TAREA POR HACER> Organiza como lista numerada las líneas de los datos que van desde la que contiene "Where can the red fence" hasta el final, ambos extremos incluidos, sin las líneas en blanco.
------------------------
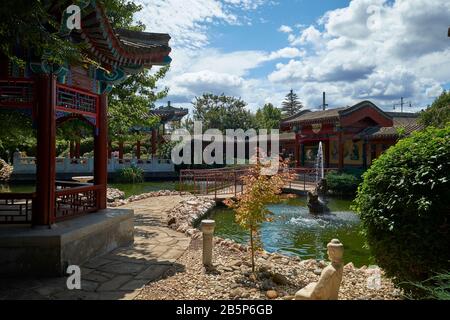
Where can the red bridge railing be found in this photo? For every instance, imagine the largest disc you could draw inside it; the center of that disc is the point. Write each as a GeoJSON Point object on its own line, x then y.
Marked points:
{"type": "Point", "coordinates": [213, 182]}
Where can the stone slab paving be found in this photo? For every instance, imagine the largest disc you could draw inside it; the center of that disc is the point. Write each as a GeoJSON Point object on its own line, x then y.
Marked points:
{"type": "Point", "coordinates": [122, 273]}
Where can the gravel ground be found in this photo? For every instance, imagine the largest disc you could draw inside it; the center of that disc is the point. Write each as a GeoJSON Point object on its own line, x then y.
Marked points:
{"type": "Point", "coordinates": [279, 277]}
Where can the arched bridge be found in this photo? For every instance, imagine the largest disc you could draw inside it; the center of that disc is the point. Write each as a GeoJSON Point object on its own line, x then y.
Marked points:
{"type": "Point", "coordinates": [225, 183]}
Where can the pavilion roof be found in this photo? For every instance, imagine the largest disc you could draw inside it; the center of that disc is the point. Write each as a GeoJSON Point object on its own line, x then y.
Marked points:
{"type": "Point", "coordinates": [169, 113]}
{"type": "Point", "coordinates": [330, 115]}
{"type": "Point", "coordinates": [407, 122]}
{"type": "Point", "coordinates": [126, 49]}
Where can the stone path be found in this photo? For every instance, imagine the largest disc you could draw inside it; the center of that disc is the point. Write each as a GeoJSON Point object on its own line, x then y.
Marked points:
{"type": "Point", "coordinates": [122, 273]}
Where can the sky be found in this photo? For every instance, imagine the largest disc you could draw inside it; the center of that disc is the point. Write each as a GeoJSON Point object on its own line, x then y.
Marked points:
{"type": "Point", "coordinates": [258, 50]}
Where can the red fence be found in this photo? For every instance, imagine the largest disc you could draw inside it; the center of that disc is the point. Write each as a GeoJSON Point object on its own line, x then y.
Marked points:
------------------------
RESULTADO DE TAREA>
1. Where can the red fence be found in this photo? For every instance, imagine the largest disc you could draw inside it; the center of that disc is the point. Write each as a GeoJSON Point object on its own line, x then y.
2. Marked points:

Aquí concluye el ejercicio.